■ **Data for the task**:
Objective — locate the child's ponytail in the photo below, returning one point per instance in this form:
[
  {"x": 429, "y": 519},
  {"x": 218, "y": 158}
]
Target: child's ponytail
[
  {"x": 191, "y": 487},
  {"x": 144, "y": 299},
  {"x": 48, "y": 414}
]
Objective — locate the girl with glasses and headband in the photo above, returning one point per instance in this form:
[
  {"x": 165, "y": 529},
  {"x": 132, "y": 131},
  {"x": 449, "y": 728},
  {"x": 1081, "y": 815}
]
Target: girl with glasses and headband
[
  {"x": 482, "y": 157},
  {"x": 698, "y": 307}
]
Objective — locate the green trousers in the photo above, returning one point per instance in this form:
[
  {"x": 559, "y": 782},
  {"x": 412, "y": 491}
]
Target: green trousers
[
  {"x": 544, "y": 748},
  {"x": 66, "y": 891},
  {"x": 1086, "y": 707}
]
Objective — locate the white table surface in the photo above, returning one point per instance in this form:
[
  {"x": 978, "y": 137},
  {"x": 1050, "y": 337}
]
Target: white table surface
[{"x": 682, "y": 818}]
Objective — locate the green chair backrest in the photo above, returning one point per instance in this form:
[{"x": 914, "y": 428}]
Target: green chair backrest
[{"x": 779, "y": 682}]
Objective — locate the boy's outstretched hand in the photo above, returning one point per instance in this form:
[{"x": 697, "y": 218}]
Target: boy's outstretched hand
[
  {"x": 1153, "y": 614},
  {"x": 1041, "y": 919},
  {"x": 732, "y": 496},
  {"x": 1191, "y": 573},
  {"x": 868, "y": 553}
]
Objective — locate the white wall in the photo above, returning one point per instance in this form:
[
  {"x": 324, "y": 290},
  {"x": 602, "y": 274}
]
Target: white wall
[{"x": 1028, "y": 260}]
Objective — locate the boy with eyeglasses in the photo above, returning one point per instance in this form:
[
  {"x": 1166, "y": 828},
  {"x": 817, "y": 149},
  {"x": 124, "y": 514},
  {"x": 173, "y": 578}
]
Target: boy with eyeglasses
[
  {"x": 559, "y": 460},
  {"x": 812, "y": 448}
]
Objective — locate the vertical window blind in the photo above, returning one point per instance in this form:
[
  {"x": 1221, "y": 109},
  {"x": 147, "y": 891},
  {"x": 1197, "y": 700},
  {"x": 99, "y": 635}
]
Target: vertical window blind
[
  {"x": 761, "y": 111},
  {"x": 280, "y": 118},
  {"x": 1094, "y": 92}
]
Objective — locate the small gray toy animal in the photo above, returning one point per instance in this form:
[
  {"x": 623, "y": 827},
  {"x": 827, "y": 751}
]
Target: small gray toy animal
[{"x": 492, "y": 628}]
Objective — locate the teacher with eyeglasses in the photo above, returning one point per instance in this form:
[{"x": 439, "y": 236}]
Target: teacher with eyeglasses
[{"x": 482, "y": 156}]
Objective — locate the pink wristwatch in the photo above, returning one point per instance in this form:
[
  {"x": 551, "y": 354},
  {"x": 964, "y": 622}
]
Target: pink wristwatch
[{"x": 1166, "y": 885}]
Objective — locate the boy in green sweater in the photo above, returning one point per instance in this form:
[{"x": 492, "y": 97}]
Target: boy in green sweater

■ **Exercise prompt**:
Search the data for "sweater". Copy every line that has it.

■ **Answer**:
Objective — locate the boy in green sweater in the photo above, returning one point per instance in this form:
Target: boy in green sweater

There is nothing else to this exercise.